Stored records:
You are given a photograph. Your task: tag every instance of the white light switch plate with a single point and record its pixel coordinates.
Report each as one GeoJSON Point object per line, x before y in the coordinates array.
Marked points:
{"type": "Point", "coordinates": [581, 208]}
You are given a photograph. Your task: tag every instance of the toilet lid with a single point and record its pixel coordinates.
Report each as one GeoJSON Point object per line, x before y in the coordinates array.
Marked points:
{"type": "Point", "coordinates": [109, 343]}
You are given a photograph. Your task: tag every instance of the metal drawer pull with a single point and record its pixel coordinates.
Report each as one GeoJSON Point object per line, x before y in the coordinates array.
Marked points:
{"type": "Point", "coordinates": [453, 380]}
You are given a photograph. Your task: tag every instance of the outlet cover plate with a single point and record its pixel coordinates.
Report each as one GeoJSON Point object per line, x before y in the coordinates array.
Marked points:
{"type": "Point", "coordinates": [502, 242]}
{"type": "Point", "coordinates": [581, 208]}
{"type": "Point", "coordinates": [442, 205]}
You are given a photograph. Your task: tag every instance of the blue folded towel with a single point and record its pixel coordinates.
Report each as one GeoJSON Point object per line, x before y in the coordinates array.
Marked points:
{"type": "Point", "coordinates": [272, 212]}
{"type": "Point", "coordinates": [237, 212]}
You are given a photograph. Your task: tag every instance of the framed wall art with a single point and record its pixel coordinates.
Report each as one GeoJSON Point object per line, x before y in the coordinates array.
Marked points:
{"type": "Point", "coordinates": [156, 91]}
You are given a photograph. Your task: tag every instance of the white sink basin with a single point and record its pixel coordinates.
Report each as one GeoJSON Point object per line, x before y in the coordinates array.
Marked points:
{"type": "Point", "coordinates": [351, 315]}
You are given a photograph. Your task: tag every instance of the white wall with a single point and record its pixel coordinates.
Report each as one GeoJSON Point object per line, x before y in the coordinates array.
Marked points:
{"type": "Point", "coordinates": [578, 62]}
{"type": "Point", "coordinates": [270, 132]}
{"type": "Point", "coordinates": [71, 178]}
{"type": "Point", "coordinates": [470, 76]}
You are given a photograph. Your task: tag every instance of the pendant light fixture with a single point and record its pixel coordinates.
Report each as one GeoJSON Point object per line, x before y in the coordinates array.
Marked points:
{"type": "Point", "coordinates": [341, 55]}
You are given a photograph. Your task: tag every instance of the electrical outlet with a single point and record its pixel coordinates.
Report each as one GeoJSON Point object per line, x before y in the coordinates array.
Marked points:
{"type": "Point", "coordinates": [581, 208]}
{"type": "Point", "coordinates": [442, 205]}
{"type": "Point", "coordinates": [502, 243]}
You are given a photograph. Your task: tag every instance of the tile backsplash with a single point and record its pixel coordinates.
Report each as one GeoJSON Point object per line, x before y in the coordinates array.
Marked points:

What is asked
Each line of the material must be restated exactly.

Written answer
You are given a photograph. Your task: tag every instance of the white light switch plate with a single point and record its pixel coordinates.
Report each as one GeoJSON Point object per line, x before y in the coordinates array.
Marked points:
{"type": "Point", "coordinates": [581, 208]}
You are given a photograph. Your task: tag every instance of the toilet lid with a single point and record its pixel coordinates.
Report each as one GeoJSON Point object per line, x before y in the coordinates array.
Marked points:
{"type": "Point", "coordinates": [109, 343]}
You are given a photograph. Your task: tag every instance of the metal drawer pull with a single point and record its pixel coordinates.
Report each as one GeoJSON Point object per line, x before y in the coordinates array.
Marked points:
{"type": "Point", "coordinates": [453, 380]}
You are given a photograph. Your task: tag every instance of the outlet cover plate with a single point and record its pixel coordinates.
Report each as one GeoJSON Point object per line, x before y in the coordinates array.
Marked points:
{"type": "Point", "coordinates": [502, 242]}
{"type": "Point", "coordinates": [581, 208]}
{"type": "Point", "coordinates": [442, 205]}
You are given a photograph. Your task: tag every instance of the blue folded towel with a single point and record its pixel coordinates.
Report each as one GeoJSON Point object per line, x before y in the coordinates array.
Marked points:
{"type": "Point", "coordinates": [272, 212]}
{"type": "Point", "coordinates": [237, 212]}
You are given a photograph. Your task: tag every instance of the framed wall art with a single point and record its pixel coordinates.
Report each as one GeoJSON Point object per line, x before y in the coordinates array.
Marked points:
{"type": "Point", "coordinates": [156, 91]}
You are given a photograph. Your task: tag every instance of the white sink basin with a single point and record its pixel coordinates.
Report each as one GeoJSON Point object per line, x before y in the coordinates array.
Marked points:
{"type": "Point", "coordinates": [351, 315]}
You are given a photograph. Your task: tag every instance of the white wall with a single point and record its pixel coordinates.
Report each as one GeoJSON Point object per line, x before y in the coordinates array.
Marked points:
{"type": "Point", "coordinates": [578, 62]}
{"type": "Point", "coordinates": [270, 132]}
{"type": "Point", "coordinates": [71, 178]}
{"type": "Point", "coordinates": [470, 76]}
You are given a photograph. Your task: tag every instance of the pendant light fixture with a single point and record its pixel coordinates.
Report each as one GeoJSON Point object per line, x before y in the coordinates array.
Marked points:
{"type": "Point", "coordinates": [341, 55]}
You are given a photograph. Your task: tag every instance of the electrical outlet with a single point and record its pixel coordinates.
Report each as one GeoJSON Point object per line, x before y in the coordinates array.
Marked points:
{"type": "Point", "coordinates": [581, 208]}
{"type": "Point", "coordinates": [442, 205]}
{"type": "Point", "coordinates": [502, 243]}
You are given a photograph. Your task: tag every instance of the tile backsplash with a single point and record its pixel coordinates.
Report each as one GeoJSON Point object per line, x before y in the coordinates array.
Marked points:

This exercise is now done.